▶ TASK INPUTS:
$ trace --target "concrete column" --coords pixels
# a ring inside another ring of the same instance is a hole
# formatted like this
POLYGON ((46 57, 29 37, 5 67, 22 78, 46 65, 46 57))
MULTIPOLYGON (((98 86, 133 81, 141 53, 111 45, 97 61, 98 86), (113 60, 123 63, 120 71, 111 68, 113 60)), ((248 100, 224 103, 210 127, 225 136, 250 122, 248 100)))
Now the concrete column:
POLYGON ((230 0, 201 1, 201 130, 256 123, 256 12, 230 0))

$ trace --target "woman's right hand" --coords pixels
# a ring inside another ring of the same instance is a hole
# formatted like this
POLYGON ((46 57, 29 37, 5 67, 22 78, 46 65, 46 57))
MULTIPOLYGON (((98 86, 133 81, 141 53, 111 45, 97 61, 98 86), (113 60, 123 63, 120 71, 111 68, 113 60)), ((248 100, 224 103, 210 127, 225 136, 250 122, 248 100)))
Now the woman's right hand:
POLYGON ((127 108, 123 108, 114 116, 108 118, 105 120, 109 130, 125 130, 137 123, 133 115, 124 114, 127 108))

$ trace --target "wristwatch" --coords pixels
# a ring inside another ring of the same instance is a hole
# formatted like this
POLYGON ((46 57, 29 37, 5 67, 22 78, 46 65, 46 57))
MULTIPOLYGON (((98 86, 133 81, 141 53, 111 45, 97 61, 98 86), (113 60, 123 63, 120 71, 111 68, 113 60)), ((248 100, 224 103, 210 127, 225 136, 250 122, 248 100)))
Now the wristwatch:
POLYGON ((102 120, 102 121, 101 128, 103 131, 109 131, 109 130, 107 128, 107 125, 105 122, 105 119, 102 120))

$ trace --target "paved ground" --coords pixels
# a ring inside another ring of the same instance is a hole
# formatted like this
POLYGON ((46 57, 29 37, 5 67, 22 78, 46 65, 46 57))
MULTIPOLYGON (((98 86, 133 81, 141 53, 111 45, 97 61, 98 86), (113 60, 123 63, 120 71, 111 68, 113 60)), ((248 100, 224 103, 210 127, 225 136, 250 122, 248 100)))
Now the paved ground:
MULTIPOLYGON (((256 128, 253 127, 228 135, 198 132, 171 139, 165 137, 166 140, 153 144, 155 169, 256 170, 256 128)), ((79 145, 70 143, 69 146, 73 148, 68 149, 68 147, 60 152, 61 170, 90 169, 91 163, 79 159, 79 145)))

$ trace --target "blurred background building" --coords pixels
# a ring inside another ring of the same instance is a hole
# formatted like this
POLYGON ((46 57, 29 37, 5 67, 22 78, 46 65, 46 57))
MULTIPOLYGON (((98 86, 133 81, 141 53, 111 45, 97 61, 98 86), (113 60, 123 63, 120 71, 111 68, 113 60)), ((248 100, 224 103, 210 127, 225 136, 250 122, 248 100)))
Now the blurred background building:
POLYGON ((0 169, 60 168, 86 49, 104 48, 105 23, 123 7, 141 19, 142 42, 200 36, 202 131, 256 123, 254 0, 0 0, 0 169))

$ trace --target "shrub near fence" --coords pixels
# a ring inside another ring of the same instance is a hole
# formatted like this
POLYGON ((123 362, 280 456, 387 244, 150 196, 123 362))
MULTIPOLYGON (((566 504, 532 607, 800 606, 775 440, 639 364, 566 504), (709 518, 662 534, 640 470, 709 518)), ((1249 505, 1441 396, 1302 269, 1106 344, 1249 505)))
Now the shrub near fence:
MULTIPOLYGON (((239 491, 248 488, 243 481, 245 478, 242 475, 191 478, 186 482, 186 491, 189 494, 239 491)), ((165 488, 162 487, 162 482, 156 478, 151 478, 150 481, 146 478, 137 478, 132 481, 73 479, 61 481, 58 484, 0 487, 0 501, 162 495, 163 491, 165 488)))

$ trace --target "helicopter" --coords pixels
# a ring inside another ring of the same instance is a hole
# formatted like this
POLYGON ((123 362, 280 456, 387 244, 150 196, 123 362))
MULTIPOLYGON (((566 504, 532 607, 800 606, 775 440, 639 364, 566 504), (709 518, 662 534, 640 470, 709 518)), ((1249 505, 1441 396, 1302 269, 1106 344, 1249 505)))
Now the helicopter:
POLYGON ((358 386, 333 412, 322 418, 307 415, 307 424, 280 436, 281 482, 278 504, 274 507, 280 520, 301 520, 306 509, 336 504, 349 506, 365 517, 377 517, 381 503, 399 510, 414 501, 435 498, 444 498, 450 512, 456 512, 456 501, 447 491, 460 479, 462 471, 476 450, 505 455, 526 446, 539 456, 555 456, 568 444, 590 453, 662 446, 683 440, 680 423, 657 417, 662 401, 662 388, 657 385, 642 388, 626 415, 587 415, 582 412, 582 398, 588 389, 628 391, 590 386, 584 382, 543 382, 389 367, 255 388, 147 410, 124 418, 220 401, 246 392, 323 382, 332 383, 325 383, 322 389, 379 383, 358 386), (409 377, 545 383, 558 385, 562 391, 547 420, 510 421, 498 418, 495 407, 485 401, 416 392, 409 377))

▶ GOAL: Rewrite all the entries above, changing every "formatted like this" to "written in this format" and keeping everything else the same.

▶ SOLVED PROBLEM:
$ trace --target "concrete column" --coords pixels
# a ring inside another ring of the same instance is a hole
# written in this format
POLYGON ((46 57, 29 37, 5 67, 22 78, 46 65, 46 57))
MULTIPOLYGON (((98 86, 133 81, 141 53, 111 45, 97 61, 98 86), (113 60, 123 63, 120 71, 111 68, 113 60)), ((248 100, 224 103, 210 127, 225 136, 250 122, 248 100)))
Now the concrete column:
POLYGON ((230 0, 201 1, 201 130, 256 123, 256 12, 230 0))

$ trace --target "woman's right hand" --coords pixels
# a ring inside another ring of the same instance is a hole
# written in this format
POLYGON ((46 57, 29 37, 5 67, 22 78, 46 65, 46 57))
MULTIPOLYGON (((98 86, 133 81, 141 53, 111 45, 97 61, 98 86), (113 60, 123 63, 120 71, 111 68, 113 60)), ((248 100, 224 103, 210 127, 225 136, 250 122, 248 100)))
Now the woman's right hand:
POLYGON ((127 108, 123 108, 114 116, 108 118, 105 120, 109 130, 125 130, 137 123, 133 115, 124 114, 127 108))

$ trace --target "wristwatch" --coords pixels
# a ring inside another ring of the same instance is a hole
# written in this format
POLYGON ((46 57, 29 37, 5 67, 22 78, 46 65, 46 57))
MULTIPOLYGON (((98 86, 133 81, 141 53, 111 45, 97 61, 98 86), (113 60, 123 63, 120 71, 111 68, 113 60)), ((248 100, 224 103, 210 127, 225 136, 250 122, 248 100)))
Now the wristwatch:
POLYGON ((102 120, 102 121, 101 128, 103 131, 109 131, 109 130, 107 128, 107 125, 105 122, 105 119, 102 120))

$ trace --target "paved ground" --coords pixels
# a ring inside another ring of the same instance is a hole
# written in this format
POLYGON ((46 57, 29 37, 5 67, 22 78, 46 65, 46 57))
MULTIPOLYGON (((98 86, 133 81, 141 53, 111 45, 97 61, 98 86), (113 60, 123 63, 120 71, 111 68, 113 60)), ((248 100, 224 103, 210 127, 225 136, 250 122, 248 100)))
Now the paved ground:
MULTIPOLYGON (((256 128, 253 127, 228 135, 198 132, 171 139, 165 137, 166 140, 153 144, 155 169, 256 170, 256 128)), ((79 145, 70 143, 69 146, 73 148, 68 149, 68 147, 60 152, 61 170, 90 169, 91 163, 79 159, 79 145)))

$ trace --target "blurred background building" --coords pixels
# a ring inside another ring of the same instance is a hole
# written in this format
POLYGON ((46 57, 29 37, 5 67, 22 78, 46 65, 46 57))
MULTIPOLYGON (((98 86, 133 81, 141 53, 111 45, 97 61, 98 86), (113 60, 123 63, 120 71, 111 68, 113 60)), ((248 100, 224 103, 210 127, 225 136, 250 122, 248 100)))
Now the blurred background building:
POLYGON ((0 169, 60 168, 86 49, 104 48, 105 23, 123 7, 141 19, 142 42, 200 36, 202 131, 256 123, 254 0, 0 0, 0 169))

$ trace --target "shrub near fence" --coords pixels
# a ring inside another ring of the same instance is a hole
# written in this format
POLYGON ((123 362, 280 456, 387 244, 150 196, 123 362))
MULTIPOLYGON (((566 504, 532 607, 800 606, 775 440, 639 364, 566 504), (709 518, 662 534, 640 470, 709 518)), ((1249 505, 1441 396, 1302 269, 1106 344, 1249 505)))
Now the shrub near fence:
MULTIPOLYGON (((239 491, 248 488, 243 481, 245 478, 242 475, 191 478, 186 482, 186 491, 189 494, 239 491)), ((165 488, 162 487, 162 482, 156 478, 151 478, 150 481, 146 478, 137 478, 132 481, 73 479, 61 481, 58 484, 0 487, 0 501, 162 495, 163 491, 165 488)))

$ trace --target "helicopter" --coords pixels
# a ring inside another ring of the same instance is a hole
# written in this format
POLYGON ((123 362, 280 456, 387 244, 150 196, 123 362))
MULTIPOLYGON (((566 504, 532 607, 800 606, 775 440, 639 364, 566 504), (709 518, 662 534, 640 470, 709 518)), ((1249 505, 1441 396, 1302 269, 1106 344, 1249 505)))
Now the helicopter:
POLYGON ((358 386, 333 412, 322 418, 307 415, 307 424, 280 436, 281 482, 278 504, 274 507, 280 520, 301 520, 306 509, 336 504, 349 506, 365 517, 377 517, 381 503, 399 510, 414 501, 435 498, 444 498, 450 512, 456 512, 456 501, 447 491, 460 479, 462 471, 476 450, 505 455, 526 446, 539 456, 555 456, 568 444, 590 453, 662 446, 683 440, 680 423, 657 417, 662 401, 662 388, 657 385, 642 388, 626 415, 587 415, 582 412, 582 398, 588 389, 628 391, 590 386, 584 382, 543 382, 389 367, 255 388, 147 410, 124 418, 220 401, 246 392, 323 382, 332 383, 325 383, 322 389, 379 383, 358 386), (409 377, 545 383, 558 385, 562 391, 547 420, 510 421, 498 418, 495 407, 485 401, 416 392, 409 377))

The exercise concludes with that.